--- Information supplied Enclosed Below ---

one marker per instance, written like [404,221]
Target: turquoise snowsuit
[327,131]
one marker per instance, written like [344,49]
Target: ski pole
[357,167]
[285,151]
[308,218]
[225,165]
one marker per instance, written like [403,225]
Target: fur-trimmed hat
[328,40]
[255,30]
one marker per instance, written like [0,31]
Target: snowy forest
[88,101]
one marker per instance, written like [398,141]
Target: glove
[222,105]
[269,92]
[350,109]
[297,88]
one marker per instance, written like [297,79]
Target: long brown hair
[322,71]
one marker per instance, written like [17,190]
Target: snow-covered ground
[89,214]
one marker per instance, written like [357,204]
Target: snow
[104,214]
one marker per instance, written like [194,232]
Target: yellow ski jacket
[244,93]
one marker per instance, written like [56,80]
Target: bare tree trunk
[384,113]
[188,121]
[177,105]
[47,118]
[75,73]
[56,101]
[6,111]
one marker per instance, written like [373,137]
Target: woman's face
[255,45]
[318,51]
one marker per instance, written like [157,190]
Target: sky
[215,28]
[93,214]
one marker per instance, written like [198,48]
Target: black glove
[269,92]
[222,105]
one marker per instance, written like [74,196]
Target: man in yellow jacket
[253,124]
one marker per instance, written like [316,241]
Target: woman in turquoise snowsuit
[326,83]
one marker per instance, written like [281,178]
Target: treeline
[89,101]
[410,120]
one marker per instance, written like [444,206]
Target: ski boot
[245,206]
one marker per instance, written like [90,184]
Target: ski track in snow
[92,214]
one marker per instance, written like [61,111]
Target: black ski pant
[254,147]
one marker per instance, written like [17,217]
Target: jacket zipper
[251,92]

--- End of Enclosed Information supplied ---
--- Information supplied Enclosed Below ---

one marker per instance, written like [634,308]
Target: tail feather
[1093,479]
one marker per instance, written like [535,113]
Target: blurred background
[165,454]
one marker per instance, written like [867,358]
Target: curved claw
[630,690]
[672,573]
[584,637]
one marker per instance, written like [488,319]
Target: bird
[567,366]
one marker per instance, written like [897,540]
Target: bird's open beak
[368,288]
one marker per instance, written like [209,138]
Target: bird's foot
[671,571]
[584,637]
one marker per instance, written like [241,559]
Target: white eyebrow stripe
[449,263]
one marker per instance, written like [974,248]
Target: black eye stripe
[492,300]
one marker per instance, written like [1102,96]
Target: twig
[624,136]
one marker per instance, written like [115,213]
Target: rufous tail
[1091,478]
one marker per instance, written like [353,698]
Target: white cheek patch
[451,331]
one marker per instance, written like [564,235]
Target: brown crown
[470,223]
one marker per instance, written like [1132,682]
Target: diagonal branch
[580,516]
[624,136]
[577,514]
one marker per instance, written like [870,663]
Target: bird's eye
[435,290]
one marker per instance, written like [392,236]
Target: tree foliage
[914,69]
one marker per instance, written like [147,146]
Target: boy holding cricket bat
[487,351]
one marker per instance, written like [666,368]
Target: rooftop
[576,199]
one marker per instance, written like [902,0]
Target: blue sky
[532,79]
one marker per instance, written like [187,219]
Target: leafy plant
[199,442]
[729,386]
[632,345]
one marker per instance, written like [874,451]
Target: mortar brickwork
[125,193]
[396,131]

--- End of Enclosed Information supplied ---

- _Task item_
Would you retype exactly the lines above, from the line with "Target: ski pole" to the line with "one marker per instance, written like [398,141]", with both end lines kept and nothing more?

- _Answer below_
Target: ski pole
[357,167]
[285,151]
[308,218]
[225,165]
one marker per instance, written like [403,225]
Target: fur-trimmed hat
[328,40]
[255,30]
one marker per instance, written like [0,31]
Target: snowy forest
[88,101]
one marker per instance, written like [398,141]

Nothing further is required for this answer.